— Prompt 1 —
Reproduce the records word for word, starting at their first line and ending with the line that contains "Give the mask of every instance of the ceiling", including both of these lines.

═══ Document excerpt ═══

Woot! (Deckard's vid-phone in first pan across his apartment in shows a Woot Off, complete with screaming monkey sound when a new item appears)

Virgin Galactic: blimp ad with Branson in geisha drag

Tesla: Tyrell's ride, seen half-obscured in garage. Never driven on-screen

Lenscrafters: Chu's day job
posted by zippy at 7:47 AM on August 19, 2011 [3 favorites]


But in his defense he also wrote Unforgiven.

And 12 Monkeys. I have, however, already voiced my support for Soldier. Good movie? You judge. Good Kurt Russell movie? Fuck yes.
posted by adamdschneider at 7:55 AM on August 19, 2011


SPUTNIK: "If Ridley Scott can replicate (heh) that, I'd watch 2 hours of dogshit in the rain."

Oh, so you've seen Black Rain too? (har har har)
posted by jiawen at 8:45 AM on August 19, 2011 [1 favorite]


Blade Runner, the theatrical release version with the voice over, (yes yes, I know I'm a heretic) is one of my favorite films. I was always fastinated by the blimps and "a new beginning awaits you in the off-world colonies." I would be interested in a movie that didn't have anyone from the original film and followed someone emigrating to the colonies. I'd like to see the off-world colonies.

═══

— Prompt 2 —
Translate this sentence from the Blade Runner discussion above into Spanish: "I'd like to see the off-world colonies."

═══ Data shown ═══

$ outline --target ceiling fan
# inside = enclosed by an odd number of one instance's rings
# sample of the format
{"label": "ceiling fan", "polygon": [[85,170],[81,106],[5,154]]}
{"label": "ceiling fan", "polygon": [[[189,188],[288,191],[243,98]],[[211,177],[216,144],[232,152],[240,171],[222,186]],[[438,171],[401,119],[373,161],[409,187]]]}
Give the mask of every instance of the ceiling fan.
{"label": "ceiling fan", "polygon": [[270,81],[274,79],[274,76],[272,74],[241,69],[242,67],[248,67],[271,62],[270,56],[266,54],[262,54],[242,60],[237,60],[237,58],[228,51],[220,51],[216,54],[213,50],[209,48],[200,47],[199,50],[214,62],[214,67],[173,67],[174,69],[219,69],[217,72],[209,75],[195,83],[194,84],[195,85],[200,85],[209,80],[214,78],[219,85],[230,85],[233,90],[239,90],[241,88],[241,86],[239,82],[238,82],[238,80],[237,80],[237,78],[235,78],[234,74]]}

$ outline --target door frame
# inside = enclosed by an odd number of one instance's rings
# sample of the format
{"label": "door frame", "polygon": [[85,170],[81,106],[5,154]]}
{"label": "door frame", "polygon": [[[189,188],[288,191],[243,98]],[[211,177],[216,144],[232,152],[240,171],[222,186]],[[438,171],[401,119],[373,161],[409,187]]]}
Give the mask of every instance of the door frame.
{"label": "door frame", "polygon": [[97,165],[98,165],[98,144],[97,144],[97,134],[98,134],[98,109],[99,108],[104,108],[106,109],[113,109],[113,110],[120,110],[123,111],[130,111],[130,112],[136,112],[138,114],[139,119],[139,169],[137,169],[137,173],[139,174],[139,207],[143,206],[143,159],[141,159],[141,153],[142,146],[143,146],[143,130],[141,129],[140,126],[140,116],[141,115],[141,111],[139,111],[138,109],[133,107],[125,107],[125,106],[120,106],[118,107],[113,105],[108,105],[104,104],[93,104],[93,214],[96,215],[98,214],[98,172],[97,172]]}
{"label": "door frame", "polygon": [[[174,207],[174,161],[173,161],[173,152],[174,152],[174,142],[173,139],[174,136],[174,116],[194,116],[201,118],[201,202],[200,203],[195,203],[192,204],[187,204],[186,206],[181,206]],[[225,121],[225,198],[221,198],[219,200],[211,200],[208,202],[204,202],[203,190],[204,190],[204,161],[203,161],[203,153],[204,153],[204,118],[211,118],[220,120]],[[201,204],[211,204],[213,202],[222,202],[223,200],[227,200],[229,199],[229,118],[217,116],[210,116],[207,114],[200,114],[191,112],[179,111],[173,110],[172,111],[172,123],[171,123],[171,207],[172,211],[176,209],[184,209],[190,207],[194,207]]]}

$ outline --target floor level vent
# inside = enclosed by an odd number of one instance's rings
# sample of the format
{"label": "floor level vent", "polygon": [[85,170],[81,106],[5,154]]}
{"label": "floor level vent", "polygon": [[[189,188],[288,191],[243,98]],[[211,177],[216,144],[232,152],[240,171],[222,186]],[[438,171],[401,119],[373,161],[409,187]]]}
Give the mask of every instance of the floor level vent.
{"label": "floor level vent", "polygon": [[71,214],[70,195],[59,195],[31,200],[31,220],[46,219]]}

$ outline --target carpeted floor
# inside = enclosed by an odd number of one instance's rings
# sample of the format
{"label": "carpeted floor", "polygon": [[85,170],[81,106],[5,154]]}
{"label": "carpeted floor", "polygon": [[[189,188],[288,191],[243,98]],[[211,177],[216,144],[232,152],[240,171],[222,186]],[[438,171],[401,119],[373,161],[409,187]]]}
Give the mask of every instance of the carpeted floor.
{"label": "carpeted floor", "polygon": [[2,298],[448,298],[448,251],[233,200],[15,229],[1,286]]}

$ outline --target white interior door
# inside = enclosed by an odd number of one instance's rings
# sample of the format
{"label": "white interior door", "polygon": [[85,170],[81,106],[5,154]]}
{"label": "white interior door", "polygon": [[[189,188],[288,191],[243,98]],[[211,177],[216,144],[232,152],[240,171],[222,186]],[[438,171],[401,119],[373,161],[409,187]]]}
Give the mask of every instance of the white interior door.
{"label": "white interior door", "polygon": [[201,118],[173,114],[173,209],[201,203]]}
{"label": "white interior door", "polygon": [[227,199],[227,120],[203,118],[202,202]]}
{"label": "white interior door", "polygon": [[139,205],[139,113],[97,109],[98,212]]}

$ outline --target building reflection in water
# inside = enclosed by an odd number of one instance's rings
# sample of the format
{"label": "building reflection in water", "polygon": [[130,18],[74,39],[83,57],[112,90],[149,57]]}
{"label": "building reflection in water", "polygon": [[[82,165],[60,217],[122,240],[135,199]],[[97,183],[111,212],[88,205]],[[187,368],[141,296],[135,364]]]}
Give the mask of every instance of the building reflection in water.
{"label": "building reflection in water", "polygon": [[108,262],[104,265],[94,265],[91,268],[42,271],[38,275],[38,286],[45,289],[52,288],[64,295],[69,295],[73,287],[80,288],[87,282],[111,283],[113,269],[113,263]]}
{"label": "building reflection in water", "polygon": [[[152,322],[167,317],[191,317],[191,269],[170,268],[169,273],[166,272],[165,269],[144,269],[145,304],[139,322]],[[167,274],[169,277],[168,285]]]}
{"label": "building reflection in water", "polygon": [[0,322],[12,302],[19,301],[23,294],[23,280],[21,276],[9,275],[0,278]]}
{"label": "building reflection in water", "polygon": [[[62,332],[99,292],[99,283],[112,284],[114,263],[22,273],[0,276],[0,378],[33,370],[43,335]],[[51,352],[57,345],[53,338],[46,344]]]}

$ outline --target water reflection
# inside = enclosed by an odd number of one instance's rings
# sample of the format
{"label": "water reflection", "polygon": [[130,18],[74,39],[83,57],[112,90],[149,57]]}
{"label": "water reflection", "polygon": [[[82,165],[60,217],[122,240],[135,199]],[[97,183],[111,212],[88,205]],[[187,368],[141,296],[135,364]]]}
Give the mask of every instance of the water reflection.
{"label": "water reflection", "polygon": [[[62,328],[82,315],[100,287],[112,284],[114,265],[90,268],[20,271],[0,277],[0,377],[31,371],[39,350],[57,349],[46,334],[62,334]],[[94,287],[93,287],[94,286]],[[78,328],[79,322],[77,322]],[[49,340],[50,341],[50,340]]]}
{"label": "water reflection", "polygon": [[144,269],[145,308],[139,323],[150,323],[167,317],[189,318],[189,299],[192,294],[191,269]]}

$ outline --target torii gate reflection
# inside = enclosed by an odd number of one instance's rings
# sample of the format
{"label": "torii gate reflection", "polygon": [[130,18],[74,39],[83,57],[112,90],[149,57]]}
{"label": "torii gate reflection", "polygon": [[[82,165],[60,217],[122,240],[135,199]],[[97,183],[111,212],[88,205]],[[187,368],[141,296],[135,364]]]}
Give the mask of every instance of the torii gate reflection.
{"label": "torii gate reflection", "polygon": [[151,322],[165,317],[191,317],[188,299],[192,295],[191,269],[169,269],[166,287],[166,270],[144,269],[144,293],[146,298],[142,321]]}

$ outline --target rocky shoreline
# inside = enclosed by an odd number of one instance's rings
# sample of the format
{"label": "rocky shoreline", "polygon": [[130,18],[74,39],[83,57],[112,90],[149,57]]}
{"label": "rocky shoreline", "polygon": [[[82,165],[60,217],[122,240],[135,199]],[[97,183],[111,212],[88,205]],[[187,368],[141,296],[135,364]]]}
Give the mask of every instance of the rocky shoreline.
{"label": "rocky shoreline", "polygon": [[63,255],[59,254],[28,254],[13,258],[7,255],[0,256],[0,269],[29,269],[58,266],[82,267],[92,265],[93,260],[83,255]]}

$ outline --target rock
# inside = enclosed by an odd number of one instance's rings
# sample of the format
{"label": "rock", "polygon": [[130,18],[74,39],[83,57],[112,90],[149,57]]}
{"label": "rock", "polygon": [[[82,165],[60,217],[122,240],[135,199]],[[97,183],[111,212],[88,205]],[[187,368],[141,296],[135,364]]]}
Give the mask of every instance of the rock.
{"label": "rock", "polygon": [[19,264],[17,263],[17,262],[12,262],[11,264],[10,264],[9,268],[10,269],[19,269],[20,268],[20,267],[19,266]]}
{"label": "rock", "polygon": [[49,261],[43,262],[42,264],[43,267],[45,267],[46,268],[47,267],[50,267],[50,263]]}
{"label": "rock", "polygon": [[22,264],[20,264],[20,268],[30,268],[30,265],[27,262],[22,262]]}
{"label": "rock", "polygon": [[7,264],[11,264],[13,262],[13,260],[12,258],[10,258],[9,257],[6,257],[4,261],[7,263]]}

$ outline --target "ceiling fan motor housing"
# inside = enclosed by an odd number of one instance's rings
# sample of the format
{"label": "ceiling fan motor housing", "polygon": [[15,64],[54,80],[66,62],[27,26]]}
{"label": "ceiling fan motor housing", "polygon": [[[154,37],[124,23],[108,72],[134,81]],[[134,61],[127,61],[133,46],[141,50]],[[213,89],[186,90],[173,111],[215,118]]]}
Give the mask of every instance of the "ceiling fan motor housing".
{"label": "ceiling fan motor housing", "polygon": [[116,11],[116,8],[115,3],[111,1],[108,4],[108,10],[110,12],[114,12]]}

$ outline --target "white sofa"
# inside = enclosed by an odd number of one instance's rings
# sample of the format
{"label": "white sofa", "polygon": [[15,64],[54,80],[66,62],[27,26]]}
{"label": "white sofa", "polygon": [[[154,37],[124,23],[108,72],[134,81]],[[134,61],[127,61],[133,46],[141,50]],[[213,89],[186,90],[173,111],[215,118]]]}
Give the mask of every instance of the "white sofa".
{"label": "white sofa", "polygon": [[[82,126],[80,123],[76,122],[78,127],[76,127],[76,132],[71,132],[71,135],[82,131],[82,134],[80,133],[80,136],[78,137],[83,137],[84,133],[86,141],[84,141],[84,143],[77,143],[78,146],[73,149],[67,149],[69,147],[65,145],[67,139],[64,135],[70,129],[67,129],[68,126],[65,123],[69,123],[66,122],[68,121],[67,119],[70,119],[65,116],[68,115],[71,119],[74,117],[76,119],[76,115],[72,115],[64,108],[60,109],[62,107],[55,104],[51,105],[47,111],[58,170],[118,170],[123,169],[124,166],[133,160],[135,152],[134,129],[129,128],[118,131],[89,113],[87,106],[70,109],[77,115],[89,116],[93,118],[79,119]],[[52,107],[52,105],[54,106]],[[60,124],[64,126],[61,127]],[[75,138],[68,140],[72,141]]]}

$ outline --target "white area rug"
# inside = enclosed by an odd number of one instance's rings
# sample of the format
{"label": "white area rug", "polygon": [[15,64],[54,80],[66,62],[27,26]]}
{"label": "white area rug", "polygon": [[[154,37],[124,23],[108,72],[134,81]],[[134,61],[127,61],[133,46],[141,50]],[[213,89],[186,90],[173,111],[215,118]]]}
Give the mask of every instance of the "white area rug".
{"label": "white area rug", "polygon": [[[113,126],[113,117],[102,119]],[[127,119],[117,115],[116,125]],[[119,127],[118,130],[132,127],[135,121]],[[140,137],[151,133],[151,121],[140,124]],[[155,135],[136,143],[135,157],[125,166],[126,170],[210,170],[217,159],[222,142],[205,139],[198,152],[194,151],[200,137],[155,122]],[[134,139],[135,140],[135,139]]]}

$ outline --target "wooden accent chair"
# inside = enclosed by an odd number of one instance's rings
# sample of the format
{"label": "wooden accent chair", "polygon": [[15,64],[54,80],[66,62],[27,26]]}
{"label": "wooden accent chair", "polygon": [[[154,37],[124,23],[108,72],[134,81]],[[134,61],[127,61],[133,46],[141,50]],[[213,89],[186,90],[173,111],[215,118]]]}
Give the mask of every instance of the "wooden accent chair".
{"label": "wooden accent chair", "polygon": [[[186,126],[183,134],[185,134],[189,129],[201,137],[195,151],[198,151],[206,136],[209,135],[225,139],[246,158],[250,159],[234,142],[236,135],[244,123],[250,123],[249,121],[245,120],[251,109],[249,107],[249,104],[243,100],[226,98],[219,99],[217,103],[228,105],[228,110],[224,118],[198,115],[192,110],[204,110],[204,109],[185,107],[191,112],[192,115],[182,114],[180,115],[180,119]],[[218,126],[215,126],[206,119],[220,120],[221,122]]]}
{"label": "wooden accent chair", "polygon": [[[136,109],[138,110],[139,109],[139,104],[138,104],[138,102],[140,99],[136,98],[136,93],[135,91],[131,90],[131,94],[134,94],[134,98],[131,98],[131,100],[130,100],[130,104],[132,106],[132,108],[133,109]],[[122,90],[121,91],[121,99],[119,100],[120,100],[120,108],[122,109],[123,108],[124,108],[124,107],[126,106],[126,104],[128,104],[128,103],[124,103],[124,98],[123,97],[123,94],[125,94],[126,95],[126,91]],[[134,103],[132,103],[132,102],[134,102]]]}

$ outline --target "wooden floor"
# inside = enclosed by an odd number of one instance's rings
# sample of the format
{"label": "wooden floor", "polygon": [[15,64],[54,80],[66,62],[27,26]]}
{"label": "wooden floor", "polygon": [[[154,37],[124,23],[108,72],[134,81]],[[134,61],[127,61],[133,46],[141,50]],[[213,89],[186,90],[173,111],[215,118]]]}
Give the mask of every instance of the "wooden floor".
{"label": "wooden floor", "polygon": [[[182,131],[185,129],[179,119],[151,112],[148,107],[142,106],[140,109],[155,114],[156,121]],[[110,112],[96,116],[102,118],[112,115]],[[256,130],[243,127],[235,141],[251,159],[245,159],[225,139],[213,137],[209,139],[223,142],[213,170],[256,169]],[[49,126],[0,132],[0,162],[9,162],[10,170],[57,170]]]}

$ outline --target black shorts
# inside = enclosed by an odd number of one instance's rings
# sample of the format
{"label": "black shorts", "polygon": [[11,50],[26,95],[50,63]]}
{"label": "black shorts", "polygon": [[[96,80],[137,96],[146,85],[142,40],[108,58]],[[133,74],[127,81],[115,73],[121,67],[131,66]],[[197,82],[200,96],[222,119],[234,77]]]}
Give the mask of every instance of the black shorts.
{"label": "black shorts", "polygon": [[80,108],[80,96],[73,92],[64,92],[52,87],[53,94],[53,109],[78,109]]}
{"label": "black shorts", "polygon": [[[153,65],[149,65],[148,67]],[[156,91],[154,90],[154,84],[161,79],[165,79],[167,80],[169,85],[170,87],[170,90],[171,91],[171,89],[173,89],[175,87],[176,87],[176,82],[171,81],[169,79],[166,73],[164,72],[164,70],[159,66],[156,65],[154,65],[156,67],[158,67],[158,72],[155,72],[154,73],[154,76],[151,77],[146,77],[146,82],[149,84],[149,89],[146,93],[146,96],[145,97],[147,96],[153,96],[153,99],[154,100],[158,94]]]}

═══

— Exercise response 1 —
$ outline --target ceiling fan
# inside = enclosed by an odd number of one instance's rings
# sample of the format
{"label": "ceiling fan", "polygon": [[85,170],[81,106],[5,154]]}
{"label": "ceiling fan", "polygon": [[[189,188],[288,191],[243,98]],[[211,177],[216,144],[232,152],[240,171],[222,186]],[[438,171],[401,119],[373,161],[409,187]]]}
Give the mask of every instance of the ceiling fan.

— Exercise response 2 —
Me gustaría ver las colonias fuera de la Tierra.